WHAT YOU SHOULD DO:
Copy out, unchanged, the part of the records that opens with the line containing "Find the stage light; segment each instance." and closes with the line containing "[[[295,564],[331,564],[327,545],[293,545],[292,558]]]".

Region outline entries:

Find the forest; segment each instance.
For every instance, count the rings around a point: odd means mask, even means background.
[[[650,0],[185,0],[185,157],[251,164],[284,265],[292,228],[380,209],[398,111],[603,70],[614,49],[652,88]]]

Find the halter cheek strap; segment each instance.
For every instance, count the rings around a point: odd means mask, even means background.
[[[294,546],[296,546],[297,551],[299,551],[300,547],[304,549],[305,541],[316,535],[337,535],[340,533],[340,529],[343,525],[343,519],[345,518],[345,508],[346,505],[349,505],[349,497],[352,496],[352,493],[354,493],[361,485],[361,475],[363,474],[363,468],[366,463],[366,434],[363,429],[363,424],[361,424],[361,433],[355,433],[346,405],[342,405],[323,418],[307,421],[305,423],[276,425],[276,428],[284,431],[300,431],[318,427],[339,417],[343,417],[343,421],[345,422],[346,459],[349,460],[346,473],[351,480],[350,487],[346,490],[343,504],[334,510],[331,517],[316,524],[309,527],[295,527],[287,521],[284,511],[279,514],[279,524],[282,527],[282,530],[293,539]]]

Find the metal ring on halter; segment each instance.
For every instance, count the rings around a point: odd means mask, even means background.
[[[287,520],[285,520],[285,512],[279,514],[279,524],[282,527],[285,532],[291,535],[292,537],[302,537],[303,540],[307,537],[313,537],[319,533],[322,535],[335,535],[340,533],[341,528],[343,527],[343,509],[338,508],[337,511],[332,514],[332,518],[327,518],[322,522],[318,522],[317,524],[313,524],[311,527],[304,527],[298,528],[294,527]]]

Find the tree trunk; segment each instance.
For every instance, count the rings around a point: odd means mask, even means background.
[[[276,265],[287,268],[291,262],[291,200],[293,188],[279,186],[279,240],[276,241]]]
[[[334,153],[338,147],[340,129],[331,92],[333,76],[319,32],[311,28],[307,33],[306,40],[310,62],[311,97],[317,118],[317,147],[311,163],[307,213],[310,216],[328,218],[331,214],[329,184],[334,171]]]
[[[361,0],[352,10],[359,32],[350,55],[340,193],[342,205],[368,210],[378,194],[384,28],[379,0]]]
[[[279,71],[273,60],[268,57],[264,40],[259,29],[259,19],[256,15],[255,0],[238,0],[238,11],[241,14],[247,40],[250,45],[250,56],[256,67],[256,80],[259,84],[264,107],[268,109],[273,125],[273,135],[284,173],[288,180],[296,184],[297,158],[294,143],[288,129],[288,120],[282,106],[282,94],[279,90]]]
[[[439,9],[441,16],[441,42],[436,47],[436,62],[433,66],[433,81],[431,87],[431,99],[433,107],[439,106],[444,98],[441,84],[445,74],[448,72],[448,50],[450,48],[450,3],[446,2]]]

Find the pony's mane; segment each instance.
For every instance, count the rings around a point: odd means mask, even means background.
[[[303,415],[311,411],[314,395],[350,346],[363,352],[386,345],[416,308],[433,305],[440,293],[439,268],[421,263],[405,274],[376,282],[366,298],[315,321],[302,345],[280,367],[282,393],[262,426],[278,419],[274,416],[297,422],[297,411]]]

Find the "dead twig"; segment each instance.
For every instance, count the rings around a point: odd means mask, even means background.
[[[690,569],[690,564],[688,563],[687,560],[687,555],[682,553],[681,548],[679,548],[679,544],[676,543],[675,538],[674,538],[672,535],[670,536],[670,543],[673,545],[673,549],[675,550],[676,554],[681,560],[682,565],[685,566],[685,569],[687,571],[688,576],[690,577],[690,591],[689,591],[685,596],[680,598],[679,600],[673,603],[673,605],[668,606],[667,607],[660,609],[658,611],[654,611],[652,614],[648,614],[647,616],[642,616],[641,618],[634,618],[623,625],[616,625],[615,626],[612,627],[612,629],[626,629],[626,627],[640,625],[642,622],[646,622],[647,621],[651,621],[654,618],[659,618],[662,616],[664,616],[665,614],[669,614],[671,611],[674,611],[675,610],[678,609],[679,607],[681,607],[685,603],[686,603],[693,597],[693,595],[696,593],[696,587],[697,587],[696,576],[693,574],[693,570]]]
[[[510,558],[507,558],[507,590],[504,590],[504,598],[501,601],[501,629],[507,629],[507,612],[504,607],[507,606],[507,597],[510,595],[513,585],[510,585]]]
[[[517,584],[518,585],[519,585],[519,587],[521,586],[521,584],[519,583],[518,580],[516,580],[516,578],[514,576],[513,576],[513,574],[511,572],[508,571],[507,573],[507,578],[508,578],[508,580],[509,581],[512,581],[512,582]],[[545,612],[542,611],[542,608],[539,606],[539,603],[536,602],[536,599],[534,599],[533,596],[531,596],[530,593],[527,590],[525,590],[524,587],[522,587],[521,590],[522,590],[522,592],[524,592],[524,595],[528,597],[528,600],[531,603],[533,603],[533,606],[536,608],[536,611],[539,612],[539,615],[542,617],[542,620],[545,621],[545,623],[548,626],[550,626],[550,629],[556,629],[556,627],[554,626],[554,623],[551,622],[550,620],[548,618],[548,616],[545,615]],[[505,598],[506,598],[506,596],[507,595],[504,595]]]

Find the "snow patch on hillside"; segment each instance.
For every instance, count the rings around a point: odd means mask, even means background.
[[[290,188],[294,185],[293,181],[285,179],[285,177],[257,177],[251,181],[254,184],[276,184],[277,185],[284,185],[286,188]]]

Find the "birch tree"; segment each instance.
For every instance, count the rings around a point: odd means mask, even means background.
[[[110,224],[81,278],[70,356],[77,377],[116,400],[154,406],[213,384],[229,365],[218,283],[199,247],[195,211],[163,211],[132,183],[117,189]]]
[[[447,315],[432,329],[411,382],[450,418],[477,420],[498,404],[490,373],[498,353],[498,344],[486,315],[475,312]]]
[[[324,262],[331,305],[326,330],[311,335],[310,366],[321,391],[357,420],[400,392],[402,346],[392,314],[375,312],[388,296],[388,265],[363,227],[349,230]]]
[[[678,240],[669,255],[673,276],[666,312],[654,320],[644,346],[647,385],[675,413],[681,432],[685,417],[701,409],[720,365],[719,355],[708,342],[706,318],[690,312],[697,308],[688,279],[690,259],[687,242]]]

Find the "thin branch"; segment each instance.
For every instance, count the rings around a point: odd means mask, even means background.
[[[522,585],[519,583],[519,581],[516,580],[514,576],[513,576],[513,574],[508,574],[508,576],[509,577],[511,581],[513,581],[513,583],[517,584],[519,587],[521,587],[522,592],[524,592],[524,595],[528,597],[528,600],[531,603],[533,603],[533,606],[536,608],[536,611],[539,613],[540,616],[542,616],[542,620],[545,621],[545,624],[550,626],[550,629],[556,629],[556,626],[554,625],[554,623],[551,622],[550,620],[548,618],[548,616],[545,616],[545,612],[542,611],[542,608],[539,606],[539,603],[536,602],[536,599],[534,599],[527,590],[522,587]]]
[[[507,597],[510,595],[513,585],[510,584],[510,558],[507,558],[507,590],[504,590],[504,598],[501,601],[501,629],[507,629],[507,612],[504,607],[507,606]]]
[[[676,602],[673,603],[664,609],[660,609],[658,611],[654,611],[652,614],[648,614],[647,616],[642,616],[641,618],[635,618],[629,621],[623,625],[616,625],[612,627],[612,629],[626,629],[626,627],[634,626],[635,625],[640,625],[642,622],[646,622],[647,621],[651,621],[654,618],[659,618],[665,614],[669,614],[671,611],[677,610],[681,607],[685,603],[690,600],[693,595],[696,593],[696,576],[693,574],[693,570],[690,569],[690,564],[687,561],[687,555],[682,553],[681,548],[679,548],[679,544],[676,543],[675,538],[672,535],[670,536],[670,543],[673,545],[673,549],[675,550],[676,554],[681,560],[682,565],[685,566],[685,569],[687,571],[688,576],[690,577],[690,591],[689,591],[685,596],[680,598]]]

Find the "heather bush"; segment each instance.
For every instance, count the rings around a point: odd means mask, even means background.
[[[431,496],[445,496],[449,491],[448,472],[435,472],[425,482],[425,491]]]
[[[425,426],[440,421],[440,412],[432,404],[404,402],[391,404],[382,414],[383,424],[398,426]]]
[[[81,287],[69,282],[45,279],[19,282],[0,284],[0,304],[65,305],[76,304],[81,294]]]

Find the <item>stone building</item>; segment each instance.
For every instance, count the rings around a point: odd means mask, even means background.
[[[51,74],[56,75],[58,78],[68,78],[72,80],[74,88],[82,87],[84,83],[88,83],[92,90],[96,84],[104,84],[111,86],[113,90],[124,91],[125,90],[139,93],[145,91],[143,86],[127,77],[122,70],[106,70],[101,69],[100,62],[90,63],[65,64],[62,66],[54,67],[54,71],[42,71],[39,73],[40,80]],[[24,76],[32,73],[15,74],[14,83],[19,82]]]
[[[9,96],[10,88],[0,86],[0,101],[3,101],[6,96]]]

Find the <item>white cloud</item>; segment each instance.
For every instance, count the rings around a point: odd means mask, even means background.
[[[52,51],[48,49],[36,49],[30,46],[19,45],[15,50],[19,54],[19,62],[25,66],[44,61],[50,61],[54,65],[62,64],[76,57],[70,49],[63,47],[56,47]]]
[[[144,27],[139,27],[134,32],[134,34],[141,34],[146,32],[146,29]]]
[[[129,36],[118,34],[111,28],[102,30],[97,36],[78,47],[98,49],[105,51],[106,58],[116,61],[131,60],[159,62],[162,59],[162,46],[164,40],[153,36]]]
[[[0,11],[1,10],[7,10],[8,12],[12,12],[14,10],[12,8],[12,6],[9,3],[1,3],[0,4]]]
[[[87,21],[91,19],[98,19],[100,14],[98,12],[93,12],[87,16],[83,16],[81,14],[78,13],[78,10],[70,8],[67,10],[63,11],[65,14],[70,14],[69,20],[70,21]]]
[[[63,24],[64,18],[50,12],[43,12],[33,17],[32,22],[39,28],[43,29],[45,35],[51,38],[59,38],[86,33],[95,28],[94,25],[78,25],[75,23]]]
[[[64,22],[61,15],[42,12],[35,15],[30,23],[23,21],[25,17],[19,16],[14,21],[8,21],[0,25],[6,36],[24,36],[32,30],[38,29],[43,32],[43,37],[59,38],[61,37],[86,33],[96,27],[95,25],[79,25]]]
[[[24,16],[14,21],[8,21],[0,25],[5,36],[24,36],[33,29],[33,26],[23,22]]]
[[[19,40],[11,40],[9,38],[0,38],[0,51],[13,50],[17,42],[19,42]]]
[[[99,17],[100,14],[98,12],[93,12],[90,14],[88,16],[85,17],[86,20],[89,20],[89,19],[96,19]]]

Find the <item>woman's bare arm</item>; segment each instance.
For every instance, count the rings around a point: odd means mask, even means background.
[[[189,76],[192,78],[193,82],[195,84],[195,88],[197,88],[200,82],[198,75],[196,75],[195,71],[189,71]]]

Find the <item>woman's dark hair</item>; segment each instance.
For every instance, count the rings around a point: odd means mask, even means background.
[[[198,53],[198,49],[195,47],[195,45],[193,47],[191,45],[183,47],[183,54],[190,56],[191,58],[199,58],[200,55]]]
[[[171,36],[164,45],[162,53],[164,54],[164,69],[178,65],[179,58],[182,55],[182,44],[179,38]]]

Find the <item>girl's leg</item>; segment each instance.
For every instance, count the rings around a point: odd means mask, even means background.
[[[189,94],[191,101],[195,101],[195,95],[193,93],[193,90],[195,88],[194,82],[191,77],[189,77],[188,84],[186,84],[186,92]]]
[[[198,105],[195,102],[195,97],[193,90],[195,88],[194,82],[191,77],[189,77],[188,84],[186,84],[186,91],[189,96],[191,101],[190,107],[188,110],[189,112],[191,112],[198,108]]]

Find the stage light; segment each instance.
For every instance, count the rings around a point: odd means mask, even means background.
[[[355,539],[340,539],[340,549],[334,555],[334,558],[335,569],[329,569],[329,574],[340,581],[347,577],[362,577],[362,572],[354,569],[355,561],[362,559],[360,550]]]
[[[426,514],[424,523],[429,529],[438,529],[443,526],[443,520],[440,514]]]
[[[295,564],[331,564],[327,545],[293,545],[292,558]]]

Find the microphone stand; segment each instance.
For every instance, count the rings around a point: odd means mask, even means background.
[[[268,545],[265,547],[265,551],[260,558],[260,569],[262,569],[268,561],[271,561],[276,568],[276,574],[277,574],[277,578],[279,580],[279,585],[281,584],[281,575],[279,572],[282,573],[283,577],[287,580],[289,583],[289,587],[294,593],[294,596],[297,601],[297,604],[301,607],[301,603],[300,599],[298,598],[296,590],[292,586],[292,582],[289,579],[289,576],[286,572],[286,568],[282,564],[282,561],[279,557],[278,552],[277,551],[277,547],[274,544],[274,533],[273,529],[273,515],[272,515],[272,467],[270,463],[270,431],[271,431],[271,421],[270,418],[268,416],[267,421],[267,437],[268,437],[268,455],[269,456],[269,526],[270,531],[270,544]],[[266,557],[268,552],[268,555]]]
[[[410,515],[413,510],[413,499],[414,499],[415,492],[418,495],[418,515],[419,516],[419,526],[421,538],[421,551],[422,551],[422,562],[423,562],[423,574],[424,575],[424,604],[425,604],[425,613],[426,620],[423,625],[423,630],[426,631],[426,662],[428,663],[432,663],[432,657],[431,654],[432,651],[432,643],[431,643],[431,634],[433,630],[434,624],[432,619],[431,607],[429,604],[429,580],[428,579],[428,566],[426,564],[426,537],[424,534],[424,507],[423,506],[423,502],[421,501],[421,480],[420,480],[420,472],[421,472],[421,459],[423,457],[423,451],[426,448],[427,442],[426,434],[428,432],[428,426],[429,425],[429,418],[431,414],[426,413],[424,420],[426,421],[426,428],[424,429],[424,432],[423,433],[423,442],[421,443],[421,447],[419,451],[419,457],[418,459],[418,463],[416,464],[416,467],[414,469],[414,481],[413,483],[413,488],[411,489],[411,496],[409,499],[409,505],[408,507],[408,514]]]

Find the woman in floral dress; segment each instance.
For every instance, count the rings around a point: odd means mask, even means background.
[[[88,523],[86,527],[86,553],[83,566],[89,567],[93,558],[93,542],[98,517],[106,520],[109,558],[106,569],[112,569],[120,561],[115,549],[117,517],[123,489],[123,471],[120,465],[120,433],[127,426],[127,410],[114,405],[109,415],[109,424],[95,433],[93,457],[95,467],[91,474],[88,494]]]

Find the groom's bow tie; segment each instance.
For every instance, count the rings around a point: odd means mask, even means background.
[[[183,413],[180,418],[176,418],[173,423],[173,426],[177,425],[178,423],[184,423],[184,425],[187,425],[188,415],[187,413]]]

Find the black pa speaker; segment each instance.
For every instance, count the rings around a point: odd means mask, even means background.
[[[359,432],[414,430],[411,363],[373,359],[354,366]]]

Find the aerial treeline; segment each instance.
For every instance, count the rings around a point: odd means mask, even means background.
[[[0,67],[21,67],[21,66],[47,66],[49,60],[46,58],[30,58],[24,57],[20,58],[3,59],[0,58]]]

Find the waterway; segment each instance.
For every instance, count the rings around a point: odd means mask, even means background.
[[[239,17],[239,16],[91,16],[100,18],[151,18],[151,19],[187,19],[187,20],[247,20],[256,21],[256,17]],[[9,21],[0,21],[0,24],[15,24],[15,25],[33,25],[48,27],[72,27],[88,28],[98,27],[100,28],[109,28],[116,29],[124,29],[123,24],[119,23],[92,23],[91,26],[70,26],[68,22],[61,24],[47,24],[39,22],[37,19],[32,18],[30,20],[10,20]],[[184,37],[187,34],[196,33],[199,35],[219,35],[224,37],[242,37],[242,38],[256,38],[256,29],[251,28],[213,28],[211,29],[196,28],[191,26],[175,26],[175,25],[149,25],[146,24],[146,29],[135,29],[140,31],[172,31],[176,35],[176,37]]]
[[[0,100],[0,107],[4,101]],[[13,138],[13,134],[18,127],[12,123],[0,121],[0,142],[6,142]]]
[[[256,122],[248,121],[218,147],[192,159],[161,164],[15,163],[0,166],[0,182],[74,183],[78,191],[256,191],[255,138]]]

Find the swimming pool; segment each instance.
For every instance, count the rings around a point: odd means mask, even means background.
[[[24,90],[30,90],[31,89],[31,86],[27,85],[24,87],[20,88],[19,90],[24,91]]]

REPLY:
Find the stage light; segment each instance.
For every instance, count the rings around a point: odd means mask, even means background.
[[[355,539],[340,539],[340,549],[334,555],[334,558],[335,569],[329,569],[329,574],[340,581],[347,577],[362,577],[362,572],[354,569],[355,561],[362,559],[360,550]]]
[[[426,514],[424,523],[429,529],[438,529],[443,526],[443,520],[440,514]]]
[[[295,564],[331,564],[327,545],[293,545],[292,558]]]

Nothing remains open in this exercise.